**Document section**
Theorem 8.16

Let $G$ be a group. We show that $G$ is isomorphic to a subgroup of $S_G$. By Lemma 8.15, we need only to define a one-to-one function $\phi : G \rightarrow S_G$ such that $\phi (xy) = \phi (x) \phi (y)$ for all $x, y \in G$. For $x \in G$, let $\lambda _x : G \rightarrow G$ be defined by $\lambda _x (g) = xg$ for all $g \in G$. (We think of $\lambda _x$ as performing left multiplication by $x$.) The equation $\lambda _x (x^{-1} c) = x(x^{-1} c) =c$ for all $c \in G$ shows that $\lambda _x$ maps $G$ onto $G$. If $\lambda _x (a) = \lambda _x (b)$, then $xa = xb$ so $a = b$ by cancellation. Thus $\lambda _x$ is also one-to-one, and is a permutation of $G$. We now define $\phi : G \rightarrow S_G$ by defining $\phi (x) = \lambda _x$ for all $x \in G$.
To show that $\phi$ is one-to-one, suppose that $\phi (x) = \phi (y)$. Then $\lambda _x = \lambda _y$ as functions mapping $G$ into $G$. In particular $\lambda _x (e) = \lambda _y (e)$, so $xe = ye$ and $x=y$. Thus $\phi$ is one-to-one. It only remains to show that $\phi (xy) = \phi (x) \phi (y)$, that is, that $\lambda _{xy} = \lambda _x \lambda _y$. Now for any $g \in G$, we have $\lambda _{xy} (g) = (xy)g$. Permutation multiplication is function composition, so $(\lambda _x \lambda _y )(g) = \lambda _x (\lambda _y(g)) = \lambda _x (yg) =x(yg)$. Thus by associativity, $\lambda _{xy} = \lambda _x \lambda _y$. $\blacksquare$

**Dataset**
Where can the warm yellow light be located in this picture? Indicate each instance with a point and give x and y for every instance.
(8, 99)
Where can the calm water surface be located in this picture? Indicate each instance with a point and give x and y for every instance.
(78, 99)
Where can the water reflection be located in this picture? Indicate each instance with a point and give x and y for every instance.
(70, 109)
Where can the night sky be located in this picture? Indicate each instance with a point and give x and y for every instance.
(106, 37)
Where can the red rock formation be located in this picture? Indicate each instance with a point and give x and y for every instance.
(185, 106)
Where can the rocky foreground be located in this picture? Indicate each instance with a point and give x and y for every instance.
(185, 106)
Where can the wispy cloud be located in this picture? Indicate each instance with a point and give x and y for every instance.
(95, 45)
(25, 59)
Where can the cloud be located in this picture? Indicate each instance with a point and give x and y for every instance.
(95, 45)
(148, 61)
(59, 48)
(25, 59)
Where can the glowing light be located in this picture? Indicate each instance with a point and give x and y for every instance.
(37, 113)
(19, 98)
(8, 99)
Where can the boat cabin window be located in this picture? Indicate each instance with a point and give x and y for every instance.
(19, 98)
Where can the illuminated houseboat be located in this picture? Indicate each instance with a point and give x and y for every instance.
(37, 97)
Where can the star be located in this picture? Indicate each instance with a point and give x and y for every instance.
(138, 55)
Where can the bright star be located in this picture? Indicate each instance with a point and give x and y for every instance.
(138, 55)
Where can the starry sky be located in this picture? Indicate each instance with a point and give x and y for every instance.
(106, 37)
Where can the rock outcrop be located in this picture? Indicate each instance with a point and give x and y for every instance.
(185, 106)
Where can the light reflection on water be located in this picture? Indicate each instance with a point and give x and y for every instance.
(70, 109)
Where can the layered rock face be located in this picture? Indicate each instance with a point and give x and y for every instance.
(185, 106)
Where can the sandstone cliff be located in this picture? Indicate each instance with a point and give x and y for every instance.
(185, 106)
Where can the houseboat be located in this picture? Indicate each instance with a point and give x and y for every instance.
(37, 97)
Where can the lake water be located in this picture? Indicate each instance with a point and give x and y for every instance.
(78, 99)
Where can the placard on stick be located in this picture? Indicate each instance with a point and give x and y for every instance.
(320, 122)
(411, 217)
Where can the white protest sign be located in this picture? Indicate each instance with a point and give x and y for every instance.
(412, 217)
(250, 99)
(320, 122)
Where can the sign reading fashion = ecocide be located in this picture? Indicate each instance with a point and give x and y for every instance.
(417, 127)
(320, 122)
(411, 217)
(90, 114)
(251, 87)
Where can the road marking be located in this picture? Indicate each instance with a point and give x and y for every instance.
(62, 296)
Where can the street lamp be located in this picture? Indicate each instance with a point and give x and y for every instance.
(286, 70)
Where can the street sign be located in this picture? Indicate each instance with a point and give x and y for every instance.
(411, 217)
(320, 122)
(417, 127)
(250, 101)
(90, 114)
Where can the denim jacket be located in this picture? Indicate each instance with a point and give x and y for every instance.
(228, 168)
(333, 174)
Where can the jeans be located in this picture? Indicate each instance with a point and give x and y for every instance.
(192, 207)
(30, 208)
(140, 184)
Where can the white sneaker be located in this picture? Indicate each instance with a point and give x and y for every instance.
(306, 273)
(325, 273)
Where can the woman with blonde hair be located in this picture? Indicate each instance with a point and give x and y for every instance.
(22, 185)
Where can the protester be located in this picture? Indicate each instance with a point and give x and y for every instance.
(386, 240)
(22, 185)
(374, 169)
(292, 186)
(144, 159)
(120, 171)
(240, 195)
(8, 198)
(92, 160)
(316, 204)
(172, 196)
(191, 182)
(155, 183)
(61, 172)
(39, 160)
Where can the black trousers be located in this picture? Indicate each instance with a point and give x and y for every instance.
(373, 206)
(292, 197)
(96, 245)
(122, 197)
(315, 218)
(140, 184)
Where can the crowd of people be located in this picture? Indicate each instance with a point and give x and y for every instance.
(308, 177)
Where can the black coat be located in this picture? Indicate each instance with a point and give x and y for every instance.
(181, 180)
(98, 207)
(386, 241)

**Written tasks**
A. Transcribe the proof between "Let $G$ be a" and "all $x \in G$.", inclusive.
B. Using the proof, explain in one to three sentences why $\phi$ is one-to-one.
The rows are separate material from the proof.

**Outputs**
A.
Let $G$ be a group. We show that $G$ is isomorphic to a subgroup of $S_G$. By Lemma 8.15, we need only to define a one-to-one function $\phi : G \rightarrow S_G$ such that $\phi (xy) = \phi (x) \phi (y)$ for all $x, y \in G$. For $x \in G$, let $\lambda _x : G \rightarrow G$ be defined by $\lambda _x (g) = xg$ for all $g \in G$. (We think of $\lambda _x$ as performing left multiplication by $x$.) The equation $\lambda _x (x^{-1} c) = x(x^{-1} c) =c$ for all $c \in G$ shows that $\lambda _x$ maps $G$ onto $G$. If $\lambda _x (a) = \lambda _x (b)$, then $xa = xb$ so $a = b$ by cancellation. Thus $\lambda _x$ is also one-to-one, and is a permutation of $G$. We now define $\phi : G \rightarrow S_G$ by defining $\phi (x) = \lambda _x$ for all $x \in G$.

B. Suppose $\phi (x) = \phi (y)$. Then $\lambda _x = \lambda _y$ as functions from $G$ into $G$, so in particular $\lambda _x (e) = \lambda _y (e)$. This gives $xe = ye$, and so $x = y$.